==== Input data ====

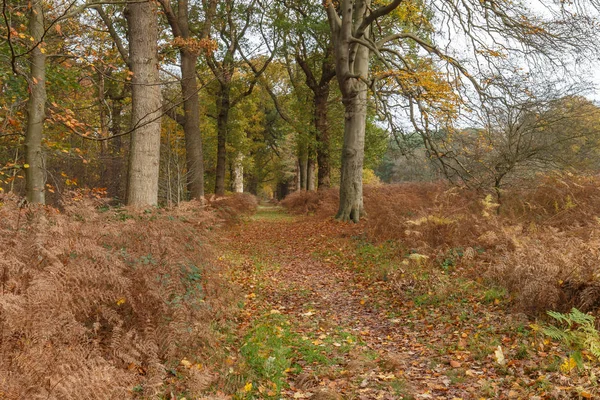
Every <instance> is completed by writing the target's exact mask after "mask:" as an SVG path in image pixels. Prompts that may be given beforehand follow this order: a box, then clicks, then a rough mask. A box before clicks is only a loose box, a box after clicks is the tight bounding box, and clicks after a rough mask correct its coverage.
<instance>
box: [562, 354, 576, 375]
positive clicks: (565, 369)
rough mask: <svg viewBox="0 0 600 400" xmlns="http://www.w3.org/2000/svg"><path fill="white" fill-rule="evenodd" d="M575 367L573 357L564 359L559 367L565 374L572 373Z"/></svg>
mask: <svg viewBox="0 0 600 400" xmlns="http://www.w3.org/2000/svg"><path fill="white" fill-rule="evenodd" d="M576 366H577V362H576V361H575V359H574V358H573V357H569V358H565V361H564V362H563V363H562V365H561V366H560V370H561V371H562V372H564V373H565V374H568V373H569V372H571V371H573V369H574V368H575V367H576Z"/></svg>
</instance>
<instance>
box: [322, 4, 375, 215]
mask: <svg viewBox="0 0 600 400" xmlns="http://www.w3.org/2000/svg"><path fill="white" fill-rule="evenodd" d="M369 10H371V0H355V1H352V0H343V1H342V2H341V4H340V12H341V16H338V14H337V11H336V10H335V8H334V6H333V5H332V4H328V5H327V16H328V18H329V23H330V26H331V35H332V41H333V45H334V54H335V69H336V76H337V79H338V83H339V86H340V90H341V92H342V102H343V103H344V109H345V117H344V145H343V147H342V167H341V171H340V172H341V178H340V205H339V209H338V212H337V215H336V219H338V220H341V221H353V222H358V221H359V220H360V217H361V216H362V215H364V206H363V188H362V168H363V162H364V156H365V128H366V122H367V84H366V82H367V80H368V75H369V48H368V47H365V46H364V45H362V44H360V43H356V42H355V41H354V40H353V36H352V35H353V34H354V33H355V32H358V31H361V29H362V28H361V27H362V24H363V21H365V18H367V15H368V13H369V12H370V11H369ZM368 38H369V29H368V28H366V29H365V30H364V31H362V37H361V39H368Z"/></svg>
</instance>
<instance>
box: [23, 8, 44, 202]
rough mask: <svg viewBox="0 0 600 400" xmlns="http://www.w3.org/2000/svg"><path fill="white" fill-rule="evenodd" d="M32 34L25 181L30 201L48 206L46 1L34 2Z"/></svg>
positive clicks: (29, 17)
mask: <svg viewBox="0 0 600 400" xmlns="http://www.w3.org/2000/svg"><path fill="white" fill-rule="evenodd" d="M29 32H30V34H31V37H32V39H33V42H34V43H35V45H34V47H33V48H32V49H30V63H31V64H30V74H29V76H28V79H27V83H28V85H29V93H30V94H29V100H28V101H27V132H26V133H25V166H26V168H25V180H26V185H27V191H26V193H27V201H28V202H30V203H39V204H45V202H46V197H45V189H46V188H45V185H46V179H45V176H46V170H45V168H46V166H45V156H44V152H43V150H42V137H43V132H44V120H45V119H46V55H45V53H44V52H45V50H44V49H43V47H42V42H43V40H44V33H45V30H44V9H43V2H42V0H37V1H33V2H32V3H31V7H30V9H29Z"/></svg>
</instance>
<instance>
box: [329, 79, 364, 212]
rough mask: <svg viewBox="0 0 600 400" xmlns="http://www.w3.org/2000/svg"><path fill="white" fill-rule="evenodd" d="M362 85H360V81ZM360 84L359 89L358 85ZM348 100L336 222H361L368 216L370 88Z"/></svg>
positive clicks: (361, 92)
mask: <svg viewBox="0 0 600 400" xmlns="http://www.w3.org/2000/svg"><path fill="white" fill-rule="evenodd" d="M357 84H358V85H360V83H358V82H357ZM358 85H357V86H358ZM360 86H364V88H363V90H360V91H358V93H356V95H355V96H354V97H350V98H346V99H344V108H345V115H346V116H345V119H344V145H343V147H342V167H341V171H340V173H341V177H340V205H339V209H338V212H337V215H336V219H339V220H341V221H353V222H358V221H359V220H360V217H361V216H362V215H364V206H363V187H362V169H363V161H364V148H365V126H366V116H367V87H366V85H360Z"/></svg>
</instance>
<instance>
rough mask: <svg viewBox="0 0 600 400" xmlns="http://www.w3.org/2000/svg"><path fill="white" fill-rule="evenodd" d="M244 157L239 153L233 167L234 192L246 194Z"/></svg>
mask: <svg viewBox="0 0 600 400" xmlns="http://www.w3.org/2000/svg"><path fill="white" fill-rule="evenodd" d="M243 161H244V155H243V154H242V153H238V155H237V156H236V158H235V160H234V163H235V164H234V166H233V191H234V192H236V193H244V165H243V164H242V162H243Z"/></svg>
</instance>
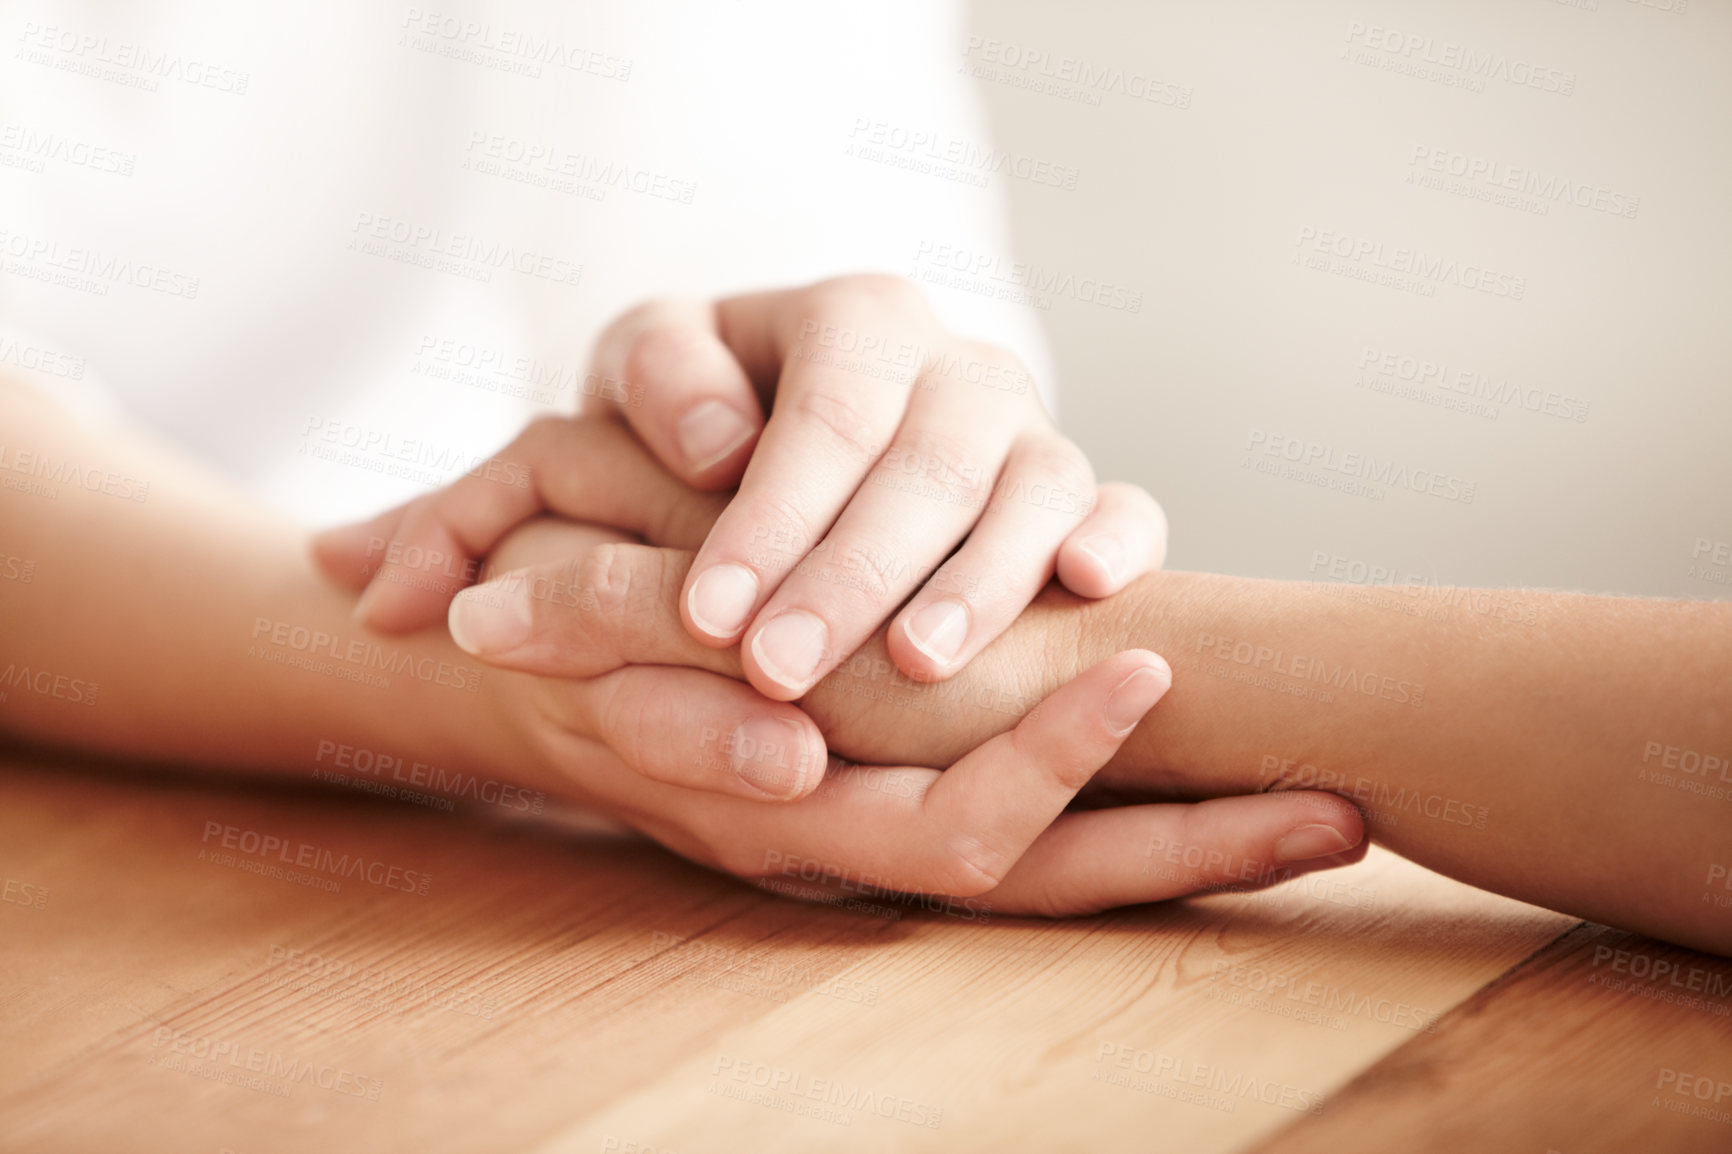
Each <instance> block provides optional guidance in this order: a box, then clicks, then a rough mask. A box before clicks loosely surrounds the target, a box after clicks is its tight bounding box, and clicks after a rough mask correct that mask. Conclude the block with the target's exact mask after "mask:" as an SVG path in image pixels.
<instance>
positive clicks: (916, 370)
mask: <svg viewBox="0 0 1732 1154" xmlns="http://www.w3.org/2000/svg"><path fill="white" fill-rule="evenodd" d="M788 360H807V362H811V364H821V366H828V367H837V369H843V371H849V373H859V374H861V376H869V378H875V379H887V381H895V383H897V385H913V386H914V388H921V390H928V392H930V390H935V388H939V385H940V383H942V381H944V378H949V379H958V381H966V383H968V385H979V386H982V388H987V390H992V392H1001V393H1013V395H1017V397H1022V395H1024V393H1027V392H1031V390H1032V388H1034V376H1032V374H1031V373H1029V371H1027V369H1024V367H1022V366H1020V364H1018V362H1017V360H1015V359H1013V357H1008V355H1006V357H975V355H965V353H961V352H958V350H954V348H928V347H925V345H918V343H914V341H908V340H902V338H901V336H899V334H885V333H864V331H861V329H852V327H849V326H842V324H831V322H826V321H818V319H812V317H802V321H800V338H798V341H795V345H793V348H792V350H788Z"/></svg>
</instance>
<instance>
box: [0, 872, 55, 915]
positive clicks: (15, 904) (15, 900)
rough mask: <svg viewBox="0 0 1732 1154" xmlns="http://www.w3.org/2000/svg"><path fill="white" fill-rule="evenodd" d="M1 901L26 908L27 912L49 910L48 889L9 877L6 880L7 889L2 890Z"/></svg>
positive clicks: (34, 883)
mask: <svg viewBox="0 0 1732 1154" xmlns="http://www.w3.org/2000/svg"><path fill="white" fill-rule="evenodd" d="M0 901H3V903H7V904H12V906H24V908H26V910H47V908H48V887H47V885H38V884H36V882H23V880H19V878H16V877H9V878H7V880H5V889H0Z"/></svg>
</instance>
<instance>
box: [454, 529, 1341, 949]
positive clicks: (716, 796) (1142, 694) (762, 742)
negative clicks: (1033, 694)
mask: <svg viewBox="0 0 1732 1154" xmlns="http://www.w3.org/2000/svg"><path fill="white" fill-rule="evenodd" d="M544 558H558V560H544ZM499 561H501V563H502V565H511V567H518V565H530V568H521V570H513V572H511V574H507V575H506V577H501V579H497V580H495V582H494V584H490V586H481V587H480V589H473V591H469V593H464V594H462V598H461V601H468V600H476V598H488V596H523V594H525V593H527V594H528V608H530V613H532V627H530V632H528V634H527V636H525V639H523V641H521V643H520V645H518V646H514V648H513V650H509V652H507V653H502V655H499V653H495V658H494V664H495V665H501V667H509V669H518V671H530V672H533V674H547V676H528V674H523V672H516V674H511V672H507V674H501V676H497V677H494V679H490V684H492V686H494V691H497V693H499V695H501V700H502V702H504V703H506V707H507V710H509V714H511V724H513V726H514V728H516V729H520V731H523V733H528V735H530V738H532V742H530V743H532V747H533V749H535V750H539V755H540V757H544V759H547V761H549V762H551V764H553V766H556V768H558V769H561V771H563V773H565V775H566V776H568V778H570V780H572V781H573V788H575V792H577V794H578V795H580V797H582V799H584V801H585V802H589V804H592V806H598V807H601V809H604V811H606V813H611V814H617V816H620V818H622V820H625V821H627V823H630V825H634V827H636V828H639V830H644V832H648V833H650V835H653V837H656V839H658V840H660V842H663V844H665V846H669V847H672V849H675V851H677V853H681V854H684V856H688V858H693V859H696V861H701V863H705V865H712V866H715V868H722V870H727V872H733V873H736V875H741V877H746V878H760V880H767V882H769V884H771V887H774V889H778V891H783V892H788V891H790V889H792V891H793V892H797V894H800V896H812V894H816V892H819V891H807V889H804V887H800V885H798V882H812V880H818V882H833V884H840V885H842V887H843V889H845V891H850V892H852V894H868V896H885V894H892V892H895V894H939V896H944V906H947V908H953V910H956V911H960V913H963V917H979V915H980V913H982V911H984V910H987V908H991V910H998V911H1003V913H1039V915H1051V917H1058V915H1072V913H1088V911H1095V910H1103V908H1108V906H1117V904H1131V903H1143V901H1160V899H1167V898H1178V896H1185V894H1190V892H1195V891H1199V889H1219V887H1261V885H1270V884H1275V882H1280V880H1287V878H1290V877H1294V875H1297V873H1302V872H1308V870H1313V868H1325V866H1332V865H1339V863H1344V861H1351V859H1356V858H1358V856H1361V853H1363V849H1358V851H1354V849H1347V847H1353V846H1361V839H1363V830H1361V825H1360V816H1358V811H1354V809H1353V806H1349V804H1346V802H1342V801H1341V799H1335V797H1332V795H1313V794H1280V795H1256V797H1230V799H1218V801H1209V802H1202V804H1197V806H1131V807H1121V809H1110V811H1096V813H1063V809H1065V804H1067V802H1069V801H1070V799H1072V795H1074V794H1076V790H1077V787H1079V785H1081V783H1083V781H1086V780H1088V778H1089V775H1091V773H1093V769H1095V768H1096V766H1100V764H1102V762H1103V761H1105V759H1107V757H1108V755H1110V754H1112V752H1114V749H1117V745H1119V743H1121V742H1122V740H1124V735H1126V733H1129V729H1131V728H1133V726H1134V719H1136V717H1140V716H1141V714H1143V712H1145V710H1147V709H1148V707H1150V705H1152V703H1154V702H1155V700H1159V697H1160V695H1162V693H1164V691H1166V688H1167V684H1169V681H1167V671H1166V664H1164V662H1160V658H1157V657H1154V655H1152V653H1145V652H1136V650H1133V652H1126V653H1117V655H1114V657H1110V658H1107V660H1103V662H1100V664H1096V665H1093V667H1091V669H1088V671H1084V672H1083V676H1081V677H1077V679H1074V681H1070V683H1069V684H1065V686H1063V688H1060V690H1057V691H1053V693H1051V695H1048V697H1046V700H1043V702H1041V703H1039V707H1037V709H1036V710H1032V712H1031V714H1029V717H1025V719H1022V721H1020V724H1017V726H1015V728H1011V729H1008V731H1006V733H1003V735H999V736H996V738H992V740H989V742H986V743H984V745H980V747H979V749H975V750H973V752H970V754H965V755H963V757H960V759H958V761H956V764H953V766H951V768H949V769H947V771H946V773H939V771H935V769H925V768H913V766H899V768H880V766H845V764H840V762H833V764H831V766H830V771H828V775H826V776H824V780H823V785H821V787H819V788H818V790H816V792H814V794H809V795H804V797H802V799H800V801H795V802H786V804H767V802H764V801H750V799H746V797H748V795H745V794H740V795H733V797H719V795H715V794H705V792H700V790H695V788H684V787H682V783H691V781H705V780H707V778H708V775H710V773H714V766H715V762H719V761H722V762H726V761H729V759H731V761H733V762H734V764H738V762H740V759H745V761H746V762H752V761H757V762H762V766H764V769H766V771H767V773H774V771H778V769H788V768H792V766H795V764H797V762H798V754H793V755H792V757H790V755H788V750H786V747H783V745H781V743H779V735H774V733H772V736H771V738H767V740H741V738H740V736H738V733H736V731H734V729H731V728H729V726H731V721H729V719H726V717H719V716H715V714H714V712H708V710H707V705H705V697H703V693H707V691H708V690H707V686H708V681H721V679H722V677H721V676H719V674H727V672H731V674H734V676H738V671H740V655H738V650H727V652H717V650H708V648H705V646H700V645H696V643H695V641H693V639H691V638H688V636H686V634H684V632H682V631H679V629H677V591H679V587H681V582H682V579H684V575H686V570H688V567H689V554H679V553H674V551H663V549H653V548H644V546H636V544H622V542H618V541H617V534H599V532H596V530H592V528H584V527H573V525H568V523H559V522H553V520H546V518H542V520H537V522H532V523H530V525H527V527H523V528H520V530H518V532H514V534H513V535H511V537H509V539H507V541H506V542H504V544H502V546H501V549H499ZM537 591H540V594H537ZM634 662H637V664H634ZM681 664H695V665H700V669H691V667H679V665H681ZM705 669H707V671H705ZM566 677H577V679H566ZM729 684H734V686H736V688H738V690H741V691H743V693H746V695H750V697H752V698H755V700H759V702H762V698H757V695H753V693H752V691H750V690H746V688H745V686H743V684H738V683H729ZM764 703H766V705H771V707H778V709H790V707H786V705H774V703H769V702H764ZM876 723H878V726H880V728H885V726H894V728H908V726H909V723H914V724H925V723H928V716H916V714H908V716H902V717H897V716H895V710H894V709H892V707H887V705H883V703H880V716H878V717H876ZM729 733H736V736H734V738H733V740H729V738H726V736H724V735H729ZM812 776H814V778H816V775H812ZM1155 847H1166V849H1167V851H1169V853H1166V854H1162V856H1159V858H1157V856H1155V854H1154V853H1152V851H1154V849H1155ZM1174 847H1178V849H1181V853H1178V854H1176V856H1174V853H1171V851H1173V849H1174ZM958 903H960V904H958ZM923 904H934V906H937V904H939V903H923Z"/></svg>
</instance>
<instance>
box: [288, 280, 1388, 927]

====

Exercise requirements
When you reach the line holding "box: [454, 529, 1341, 949]" in the records above, begin reproducing exactly, stop after the line holding "positive clicks: (716, 796)", and output nothing else.

Completed task
box: [454, 529, 1341, 949]
positive clicks: (716, 796) (1142, 694) (762, 742)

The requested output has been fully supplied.